— Your goal —
Rewrite the report on the Mumbai attacks arrests from "Hoax call: Pakistani" to "on Friday night.", changing "Calcutta" to "Kolkata".

— Text —

-------

Hoax call: Pakistani president Asif Ali Zardari

Indian police have arrested two men in the eastern city of Calcutta suspected of supplying the Mumbai attackers with mobile phone cards.


A police spokesman said the two were being questioned "about procurement of sim cards used in Mumbai, where at least 170 people died in the attacks. Few other details were given of the detentions on Friday night.


India has blamed Pakistan-based militants for the assault on Mumbai, but Islamabad denies any role. The gun and bomb attack last week on multiple targets in India's commercial capital claimed the lives of at least 161 civilians and members of the security forces. Nine of the 10 militants believed to have mounted the attack were also killed and the 10th suspect is in custody.


In a separate development, Pakistani media reported that Pakistan went on high alert during the attacks after a hoax call to President Asif Ali Zardari. A prank caller pretending to be Indian foreign minister Pranab Mukherjee spoke to the Pakistani leader in a threatening manner on 28 November, the Dawn newspaper reports.


Asked by Reuters news agency for comment, a diplomat with knowledge of the exchanges said the report was accurate. Pakistan's air force was placed on "highest alert" for 24 hours as a consequence.


India and Pakistan, which both possess nuclear weapons, have fought several wars since partition in 1947.

-------

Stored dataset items
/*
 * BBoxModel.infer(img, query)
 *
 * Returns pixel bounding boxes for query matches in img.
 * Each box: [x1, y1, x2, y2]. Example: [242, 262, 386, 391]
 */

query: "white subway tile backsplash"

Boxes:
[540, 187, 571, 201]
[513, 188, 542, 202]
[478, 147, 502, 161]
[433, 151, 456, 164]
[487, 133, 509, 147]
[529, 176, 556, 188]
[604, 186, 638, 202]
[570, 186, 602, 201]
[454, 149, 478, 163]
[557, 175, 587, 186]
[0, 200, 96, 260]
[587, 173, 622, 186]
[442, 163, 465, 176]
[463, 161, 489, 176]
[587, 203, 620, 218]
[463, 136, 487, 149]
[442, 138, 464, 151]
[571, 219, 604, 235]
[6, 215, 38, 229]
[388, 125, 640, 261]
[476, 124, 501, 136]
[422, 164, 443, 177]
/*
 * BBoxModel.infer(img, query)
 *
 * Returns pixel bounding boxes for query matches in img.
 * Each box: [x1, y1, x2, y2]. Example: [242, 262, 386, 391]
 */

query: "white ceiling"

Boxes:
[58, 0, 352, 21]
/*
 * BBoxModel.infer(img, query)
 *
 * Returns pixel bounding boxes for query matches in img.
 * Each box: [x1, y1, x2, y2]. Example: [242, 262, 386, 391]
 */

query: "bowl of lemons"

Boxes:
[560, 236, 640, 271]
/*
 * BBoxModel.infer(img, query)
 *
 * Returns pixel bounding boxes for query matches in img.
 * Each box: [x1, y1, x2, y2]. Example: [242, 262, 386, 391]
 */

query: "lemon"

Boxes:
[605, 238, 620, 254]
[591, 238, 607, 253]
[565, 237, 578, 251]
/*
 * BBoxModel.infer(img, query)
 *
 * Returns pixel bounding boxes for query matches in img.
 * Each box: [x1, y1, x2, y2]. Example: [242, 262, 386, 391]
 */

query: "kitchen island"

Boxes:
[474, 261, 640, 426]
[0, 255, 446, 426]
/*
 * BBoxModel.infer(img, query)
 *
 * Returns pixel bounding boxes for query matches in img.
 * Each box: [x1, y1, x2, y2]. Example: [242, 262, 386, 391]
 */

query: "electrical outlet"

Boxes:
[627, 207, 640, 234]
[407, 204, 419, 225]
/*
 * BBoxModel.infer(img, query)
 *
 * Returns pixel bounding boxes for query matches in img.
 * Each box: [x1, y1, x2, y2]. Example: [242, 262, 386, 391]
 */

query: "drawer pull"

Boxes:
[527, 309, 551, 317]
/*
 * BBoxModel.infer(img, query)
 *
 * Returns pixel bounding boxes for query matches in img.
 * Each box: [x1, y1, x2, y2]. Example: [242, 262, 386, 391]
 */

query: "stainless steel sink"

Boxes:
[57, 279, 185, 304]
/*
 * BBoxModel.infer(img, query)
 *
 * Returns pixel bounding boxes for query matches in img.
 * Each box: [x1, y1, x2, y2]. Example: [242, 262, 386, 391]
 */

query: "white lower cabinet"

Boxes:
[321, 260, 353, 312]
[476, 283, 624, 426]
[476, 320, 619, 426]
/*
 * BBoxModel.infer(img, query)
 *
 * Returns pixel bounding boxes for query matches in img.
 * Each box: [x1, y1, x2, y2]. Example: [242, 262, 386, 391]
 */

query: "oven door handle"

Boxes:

-------

— Answer for this exercise —
Hoax call: Pakistani president Asif Ali Zardari

Indian police have arrested two men in the eastern city of Kolkata suspected of supplying the Mumbai attackers with mobile phone cards.


A police spokesman said the two were being questioned "about procurement of sim cards used in Mumbai, where at least 170 people died in the attacks. Few other details were given of the detentions on Friday night.